■ **Work instruction**: Print each record exactly, with no word added or removed.

-------- Dataset records

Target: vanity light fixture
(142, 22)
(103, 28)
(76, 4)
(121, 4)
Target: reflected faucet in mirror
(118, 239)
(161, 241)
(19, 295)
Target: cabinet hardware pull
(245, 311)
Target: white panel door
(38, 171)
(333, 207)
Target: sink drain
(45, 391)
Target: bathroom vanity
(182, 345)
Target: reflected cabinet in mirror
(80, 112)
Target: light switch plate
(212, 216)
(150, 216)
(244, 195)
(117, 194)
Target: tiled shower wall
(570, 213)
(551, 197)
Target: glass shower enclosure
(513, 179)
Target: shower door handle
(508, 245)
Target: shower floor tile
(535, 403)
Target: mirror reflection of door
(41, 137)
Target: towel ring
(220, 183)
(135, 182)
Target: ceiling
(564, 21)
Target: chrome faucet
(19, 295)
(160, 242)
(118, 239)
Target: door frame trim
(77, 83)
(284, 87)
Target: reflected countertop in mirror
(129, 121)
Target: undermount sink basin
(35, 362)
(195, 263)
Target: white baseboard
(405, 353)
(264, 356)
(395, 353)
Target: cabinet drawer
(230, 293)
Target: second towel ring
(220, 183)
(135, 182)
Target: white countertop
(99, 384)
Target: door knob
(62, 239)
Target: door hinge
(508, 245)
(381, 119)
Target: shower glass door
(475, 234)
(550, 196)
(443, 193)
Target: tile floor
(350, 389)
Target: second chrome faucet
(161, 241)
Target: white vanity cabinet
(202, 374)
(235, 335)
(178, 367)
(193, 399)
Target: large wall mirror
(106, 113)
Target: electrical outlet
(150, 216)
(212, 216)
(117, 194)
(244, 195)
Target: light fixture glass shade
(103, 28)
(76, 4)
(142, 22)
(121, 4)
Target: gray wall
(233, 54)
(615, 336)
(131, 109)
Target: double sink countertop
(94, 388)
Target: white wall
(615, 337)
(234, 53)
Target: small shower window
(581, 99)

----------------

■ **Answer to this problem**:
Target: vanity light fixture
(142, 22)
(103, 28)
(76, 4)
(121, 4)
Target: reflected faucet in mirror
(118, 239)
(161, 241)
(19, 295)
Target: cabinet hardware pull
(245, 311)
Target: white panel door
(38, 171)
(333, 207)
Target: sink drain
(45, 391)
Target: bathroom vanity
(182, 345)
Target: reflected cabinet in mirror
(80, 112)
Target: light switch plate
(212, 216)
(150, 216)
(244, 195)
(117, 194)
Target: tiled shower wall
(570, 213)
(551, 197)
Target: glass shower enclosure
(513, 179)
Target: shower door handle
(508, 245)
Target: shower floor tile
(535, 403)
Target: mirror reflection of door
(41, 137)
Target: towel ring
(220, 183)
(135, 182)
Target: ceiling
(564, 21)
Target: chrome faucet
(19, 295)
(160, 242)
(118, 239)
Target: door frame trim
(77, 83)
(284, 87)
Target: reflected countertop in mirror
(129, 121)
Target: undermount sink basin
(35, 362)
(195, 263)
Target: white baseboard
(405, 353)
(264, 356)
(395, 353)
Target: cabinet drawer
(230, 293)
Target: second towel ring
(220, 183)
(135, 182)
Target: white countertop
(99, 384)
Target: door knob
(62, 239)
Target: door hinge
(508, 245)
(381, 119)
Target: shower glass door
(475, 234)
(550, 196)
(443, 193)
Target: tile floor
(350, 389)
Target: second chrome faucet
(161, 241)
Target: white vanity cabinet
(202, 374)
(235, 335)
(178, 367)
(193, 399)
Target: large wall mirror
(106, 113)
Target: electrical outlet
(150, 216)
(212, 216)
(117, 194)
(244, 195)
Target: light fixture glass shade
(103, 28)
(76, 4)
(142, 22)
(121, 4)
Target: gray wall
(233, 54)
(615, 336)
(131, 109)
Target: double sink countertop
(94, 388)
Target: white wall
(615, 337)
(234, 53)
Target: small shower window
(581, 99)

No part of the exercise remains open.